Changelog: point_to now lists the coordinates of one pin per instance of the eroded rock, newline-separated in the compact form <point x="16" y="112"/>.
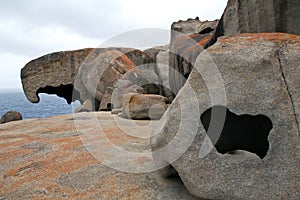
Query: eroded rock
<point x="143" y="106"/>
<point x="53" y="74"/>
<point x="259" y="17"/>
<point x="251" y="75"/>
<point x="11" y="116"/>
<point x="86" y="106"/>
<point x="61" y="167"/>
<point x="188" y="39"/>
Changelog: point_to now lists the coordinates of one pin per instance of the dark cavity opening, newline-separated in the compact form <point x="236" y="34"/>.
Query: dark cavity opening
<point x="109" y="106"/>
<point x="206" y="30"/>
<point x="230" y="132"/>
<point x="65" y="91"/>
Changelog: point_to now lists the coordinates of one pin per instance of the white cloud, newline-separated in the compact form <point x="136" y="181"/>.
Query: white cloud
<point x="32" y="28"/>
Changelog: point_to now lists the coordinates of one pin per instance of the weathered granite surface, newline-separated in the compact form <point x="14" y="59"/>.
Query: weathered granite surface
<point x="11" y="116"/>
<point x="47" y="159"/>
<point x="143" y="106"/>
<point x="81" y="74"/>
<point x="53" y="74"/>
<point x="255" y="76"/>
<point x="258" y="16"/>
<point x="186" y="43"/>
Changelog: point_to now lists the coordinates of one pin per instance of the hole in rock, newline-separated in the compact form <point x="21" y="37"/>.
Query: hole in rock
<point x="109" y="106"/>
<point x="206" y="30"/>
<point x="230" y="132"/>
<point x="65" y="91"/>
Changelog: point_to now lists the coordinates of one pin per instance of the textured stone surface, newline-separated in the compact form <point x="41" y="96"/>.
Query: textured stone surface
<point x="81" y="74"/>
<point x="56" y="70"/>
<point x="187" y="41"/>
<point x="163" y="67"/>
<point x="11" y="116"/>
<point x="100" y="72"/>
<point x="142" y="79"/>
<point x="143" y="106"/>
<point x="46" y="159"/>
<point x="86" y="106"/>
<point x="259" y="75"/>
<point x="259" y="16"/>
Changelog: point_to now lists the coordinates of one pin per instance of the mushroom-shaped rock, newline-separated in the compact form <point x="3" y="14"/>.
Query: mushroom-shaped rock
<point x="53" y="74"/>
<point x="11" y="116"/>
<point x="232" y="132"/>
<point x="143" y="106"/>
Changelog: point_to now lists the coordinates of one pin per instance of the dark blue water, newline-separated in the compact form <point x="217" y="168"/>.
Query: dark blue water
<point x="49" y="105"/>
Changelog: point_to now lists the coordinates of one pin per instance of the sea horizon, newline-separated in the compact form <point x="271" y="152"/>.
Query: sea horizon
<point x="14" y="99"/>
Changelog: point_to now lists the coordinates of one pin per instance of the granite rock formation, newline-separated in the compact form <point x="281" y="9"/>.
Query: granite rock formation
<point x="81" y="74"/>
<point x="143" y="106"/>
<point x="187" y="41"/>
<point x="86" y="106"/>
<point x="46" y="159"/>
<point x="52" y="74"/>
<point x="11" y="116"/>
<point x="255" y="77"/>
<point x="259" y="16"/>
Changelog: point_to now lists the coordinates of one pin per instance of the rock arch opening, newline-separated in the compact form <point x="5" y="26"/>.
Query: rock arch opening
<point x="65" y="91"/>
<point x="230" y="132"/>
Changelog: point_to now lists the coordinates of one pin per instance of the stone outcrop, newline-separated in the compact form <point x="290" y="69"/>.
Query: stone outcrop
<point x="46" y="159"/>
<point x="81" y="74"/>
<point x="86" y="106"/>
<point x="143" y="106"/>
<point x="11" y="116"/>
<point x="53" y="74"/>
<point x="142" y="79"/>
<point x="259" y="16"/>
<point x="187" y="41"/>
<point x="254" y="78"/>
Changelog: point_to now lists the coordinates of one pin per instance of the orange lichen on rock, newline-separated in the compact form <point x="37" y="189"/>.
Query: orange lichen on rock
<point x="254" y="37"/>
<point x="49" y="159"/>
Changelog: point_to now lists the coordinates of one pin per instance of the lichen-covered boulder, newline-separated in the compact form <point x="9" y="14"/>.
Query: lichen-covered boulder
<point x="11" y="116"/>
<point x="232" y="132"/>
<point x="86" y="106"/>
<point x="143" y="106"/>
<point x="53" y="74"/>
<point x="80" y="75"/>
<point x="48" y="159"/>
<point x="187" y="41"/>
<point x="142" y="79"/>
<point x="263" y="16"/>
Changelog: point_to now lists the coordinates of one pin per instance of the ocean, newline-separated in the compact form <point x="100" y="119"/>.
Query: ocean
<point x="49" y="105"/>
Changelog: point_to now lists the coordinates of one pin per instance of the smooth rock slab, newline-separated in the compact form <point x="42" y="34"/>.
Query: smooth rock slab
<point x="11" y="116"/>
<point x="253" y="74"/>
<point x="46" y="159"/>
<point x="143" y="106"/>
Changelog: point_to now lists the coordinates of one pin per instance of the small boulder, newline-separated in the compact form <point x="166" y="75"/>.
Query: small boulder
<point x="87" y="106"/>
<point x="143" y="106"/>
<point x="11" y="116"/>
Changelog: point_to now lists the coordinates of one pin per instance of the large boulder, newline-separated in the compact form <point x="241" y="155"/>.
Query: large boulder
<point x="187" y="41"/>
<point x="259" y="16"/>
<point x="86" y="106"/>
<point x="233" y="130"/>
<point x="142" y="79"/>
<point x="53" y="74"/>
<point x="81" y="74"/>
<point x="47" y="159"/>
<point x="11" y="116"/>
<point x="143" y="106"/>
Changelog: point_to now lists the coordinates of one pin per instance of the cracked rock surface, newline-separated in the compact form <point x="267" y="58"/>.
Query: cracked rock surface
<point x="253" y="74"/>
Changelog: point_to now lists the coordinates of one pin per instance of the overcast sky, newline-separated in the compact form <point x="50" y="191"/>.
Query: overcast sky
<point x="32" y="28"/>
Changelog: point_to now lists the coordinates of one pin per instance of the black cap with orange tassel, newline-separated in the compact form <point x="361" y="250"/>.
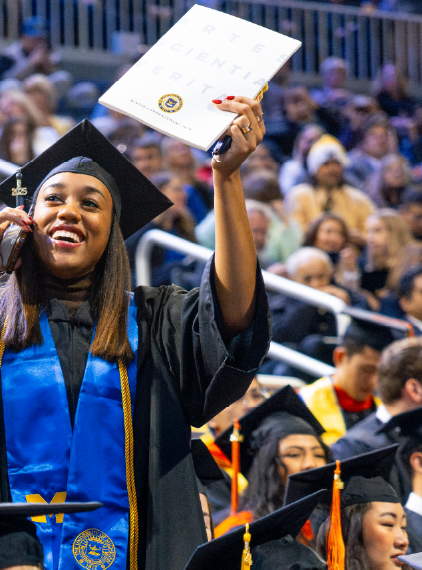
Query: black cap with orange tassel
<point x="335" y="543"/>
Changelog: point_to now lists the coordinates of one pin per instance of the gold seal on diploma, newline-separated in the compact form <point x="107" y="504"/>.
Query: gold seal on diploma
<point x="170" y="103"/>
<point x="94" y="549"/>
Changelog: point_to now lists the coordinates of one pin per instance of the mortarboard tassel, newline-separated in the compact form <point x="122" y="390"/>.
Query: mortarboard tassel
<point x="246" y="554"/>
<point x="335" y="544"/>
<point x="235" y="439"/>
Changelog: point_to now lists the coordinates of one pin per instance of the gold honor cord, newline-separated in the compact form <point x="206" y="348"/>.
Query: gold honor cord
<point x="130" y="474"/>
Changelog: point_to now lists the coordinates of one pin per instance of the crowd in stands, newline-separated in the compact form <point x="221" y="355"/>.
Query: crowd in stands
<point x="334" y="192"/>
<point x="334" y="200"/>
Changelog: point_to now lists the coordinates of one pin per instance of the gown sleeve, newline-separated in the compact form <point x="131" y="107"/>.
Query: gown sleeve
<point x="206" y="373"/>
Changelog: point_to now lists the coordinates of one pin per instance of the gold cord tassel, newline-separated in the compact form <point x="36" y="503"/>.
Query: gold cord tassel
<point x="246" y="554"/>
<point x="236" y="439"/>
<point x="130" y="474"/>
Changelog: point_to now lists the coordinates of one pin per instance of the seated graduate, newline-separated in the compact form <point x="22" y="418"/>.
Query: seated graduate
<point x="266" y="544"/>
<point x="367" y="514"/>
<point x="91" y="350"/>
<point x="400" y="388"/>
<point x="280" y="437"/>
<point x="409" y="462"/>
<point x="342" y="400"/>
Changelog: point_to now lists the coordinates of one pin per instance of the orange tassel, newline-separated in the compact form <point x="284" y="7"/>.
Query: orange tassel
<point x="235" y="439"/>
<point x="335" y="544"/>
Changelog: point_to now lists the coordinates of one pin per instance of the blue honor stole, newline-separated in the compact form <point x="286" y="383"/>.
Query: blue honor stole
<point x="47" y="462"/>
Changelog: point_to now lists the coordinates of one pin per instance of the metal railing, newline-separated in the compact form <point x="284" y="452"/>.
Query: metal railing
<point x="366" y="41"/>
<point x="277" y="351"/>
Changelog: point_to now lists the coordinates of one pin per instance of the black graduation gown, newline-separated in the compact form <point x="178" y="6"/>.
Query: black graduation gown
<point x="186" y="375"/>
<point x="414" y="531"/>
<point x="361" y="438"/>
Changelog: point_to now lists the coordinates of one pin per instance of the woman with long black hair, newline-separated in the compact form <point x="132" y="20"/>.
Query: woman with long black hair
<point x="99" y="387"/>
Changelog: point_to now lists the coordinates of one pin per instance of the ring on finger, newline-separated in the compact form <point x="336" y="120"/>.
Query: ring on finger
<point x="246" y="129"/>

──────────────────────────────

What you are asked to do.
Set down, without alteration, everything in the listing above from the line containing "of the ring" down to the final line of the listing, with both of those lines included.

Problem solution.
Changelog: point_to now lists the coordinates of one pin per instance of the ring on finger, newline-separated in the compact form <point x="336" y="120"/>.
Query: ring on finger
<point x="246" y="129"/>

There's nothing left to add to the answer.